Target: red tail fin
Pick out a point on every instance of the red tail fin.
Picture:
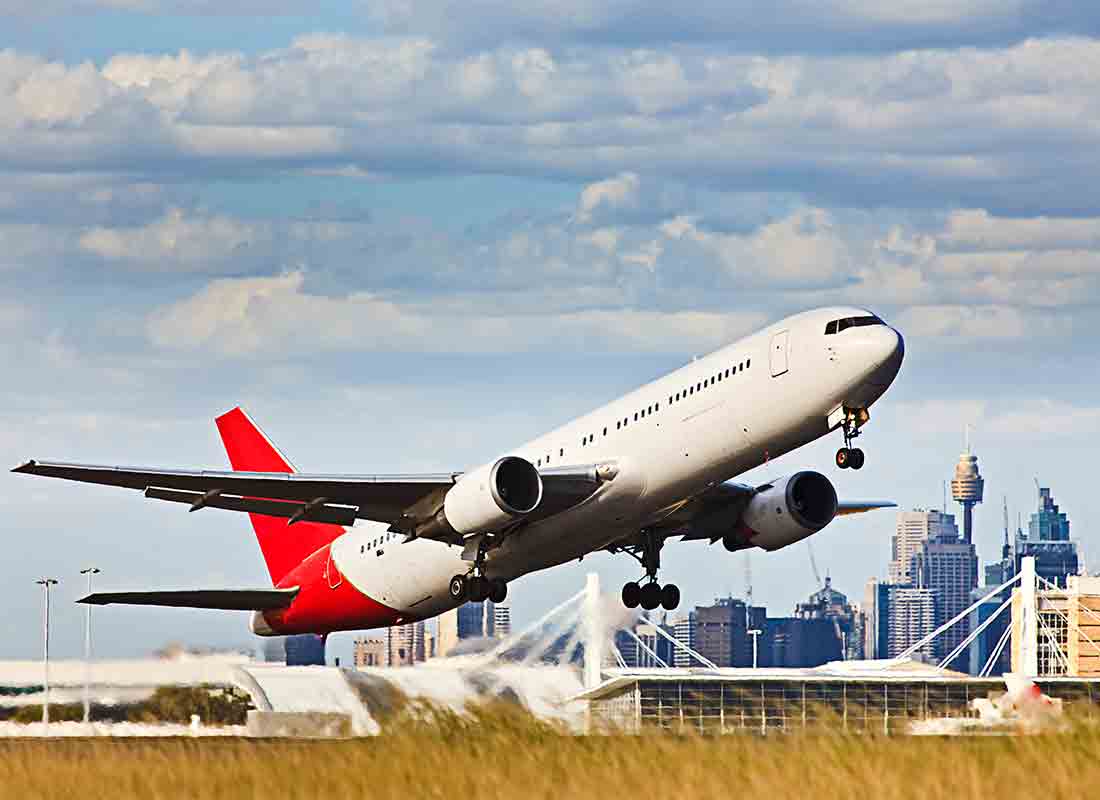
(251, 451)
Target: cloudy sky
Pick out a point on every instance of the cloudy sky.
(406, 236)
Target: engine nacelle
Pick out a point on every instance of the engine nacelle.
(790, 510)
(492, 496)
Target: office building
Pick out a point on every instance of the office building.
(469, 622)
(502, 621)
(913, 528)
(910, 616)
(1067, 636)
(722, 631)
(683, 629)
(829, 604)
(1048, 543)
(801, 642)
(950, 570)
(406, 645)
(370, 651)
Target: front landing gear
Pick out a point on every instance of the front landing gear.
(650, 594)
(849, 457)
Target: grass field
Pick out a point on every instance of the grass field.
(505, 754)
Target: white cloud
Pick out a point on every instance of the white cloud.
(175, 241)
(277, 317)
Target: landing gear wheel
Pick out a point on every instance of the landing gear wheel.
(650, 596)
(844, 458)
(477, 588)
(856, 459)
(670, 596)
(631, 595)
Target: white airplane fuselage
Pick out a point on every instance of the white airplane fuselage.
(703, 424)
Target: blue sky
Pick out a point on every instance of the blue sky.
(407, 237)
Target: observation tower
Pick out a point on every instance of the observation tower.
(967, 488)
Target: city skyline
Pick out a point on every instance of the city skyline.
(406, 241)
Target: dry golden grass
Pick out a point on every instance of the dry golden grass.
(503, 754)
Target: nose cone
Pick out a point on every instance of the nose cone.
(887, 349)
(877, 350)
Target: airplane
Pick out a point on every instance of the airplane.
(652, 466)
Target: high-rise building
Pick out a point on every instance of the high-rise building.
(911, 615)
(502, 621)
(950, 570)
(470, 621)
(801, 642)
(405, 644)
(1066, 638)
(683, 629)
(967, 490)
(827, 603)
(1048, 541)
(370, 651)
(722, 632)
(913, 528)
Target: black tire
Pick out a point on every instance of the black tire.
(857, 459)
(670, 596)
(631, 595)
(650, 596)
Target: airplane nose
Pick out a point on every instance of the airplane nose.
(888, 349)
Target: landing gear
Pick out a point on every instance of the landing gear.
(650, 594)
(476, 587)
(849, 457)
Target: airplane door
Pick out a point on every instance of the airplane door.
(780, 343)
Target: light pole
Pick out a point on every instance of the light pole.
(755, 633)
(45, 583)
(87, 645)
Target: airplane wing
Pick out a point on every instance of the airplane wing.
(398, 500)
(718, 510)
(222, 599)
(858, 506)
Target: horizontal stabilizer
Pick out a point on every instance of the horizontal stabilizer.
(222, 599)
(858, 506)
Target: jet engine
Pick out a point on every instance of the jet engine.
(784, 512)
(490, 497)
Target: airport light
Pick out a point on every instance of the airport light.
(45, 583)
(755, 633)
(89, 571)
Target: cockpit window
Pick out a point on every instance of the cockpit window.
(838, 325)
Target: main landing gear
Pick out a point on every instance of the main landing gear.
(475, 587)
(650, 594)
(849, 457)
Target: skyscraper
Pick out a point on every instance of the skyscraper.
(913, 528)
(722, 632)
(683, 629)
(1048, 540)
(967, 490)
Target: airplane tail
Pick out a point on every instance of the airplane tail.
(250, 450)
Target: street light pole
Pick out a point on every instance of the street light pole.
(45, 583)
(87, 646)
(755, 633)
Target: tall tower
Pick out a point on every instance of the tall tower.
(967, 489)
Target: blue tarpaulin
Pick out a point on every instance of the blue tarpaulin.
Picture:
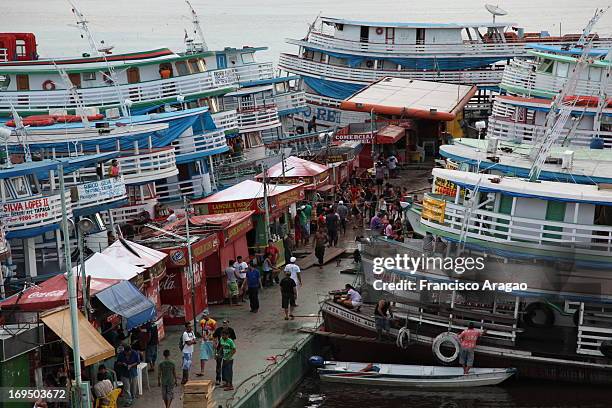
(125, 300)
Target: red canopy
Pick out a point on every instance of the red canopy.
(295, 167)
(390, 134)
(52, 293)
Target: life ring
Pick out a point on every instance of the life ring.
(446, 338)
(606, 348)
(532, 309)
(403, 338)
(49, 85)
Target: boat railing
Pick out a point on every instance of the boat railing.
(594, 327)
(255, 72)
(524, 81)
(257, 120)
(190, 146)
(471, 48)
(297, 65)
(553, 235)
(226, 120)
(509, 130)
(108, 96)
(290, 101)
(33, 212)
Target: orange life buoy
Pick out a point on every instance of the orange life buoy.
(49, 85)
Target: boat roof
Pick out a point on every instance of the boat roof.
(543, 105)
(519, 187)
(596, 52)
(589, 166)
(409, 94)
(42, 167)
(567, 58)
(458, 26)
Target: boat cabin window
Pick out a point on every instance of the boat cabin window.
(165, 70)
(5, 81)
(248, 58)
(562, 69)
(133, 75)
(546, 66)
(20, 187)
(365, 34)
(181, 68)
(89, 76)
(23, 83)
(194, 66)
(420, 36)
(20, 48)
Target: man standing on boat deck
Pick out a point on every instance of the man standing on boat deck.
(468, 339)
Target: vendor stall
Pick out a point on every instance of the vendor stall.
(249, 196)
(175, 286)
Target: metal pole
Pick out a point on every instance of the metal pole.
(267, 210)
(80, 240)
(72, 293)
(190, 263)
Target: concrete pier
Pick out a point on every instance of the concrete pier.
(265, 342)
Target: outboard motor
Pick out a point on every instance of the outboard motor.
(316, 361)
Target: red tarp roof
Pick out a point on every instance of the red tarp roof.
(295, 167)
(52, 293)
(390, 134)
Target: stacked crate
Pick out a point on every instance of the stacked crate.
(199, 394)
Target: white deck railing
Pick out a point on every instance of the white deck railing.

* Task objective:
Please state how many lines in the entries above include the word "tarpaulin", giving only the number.

* Task result:
2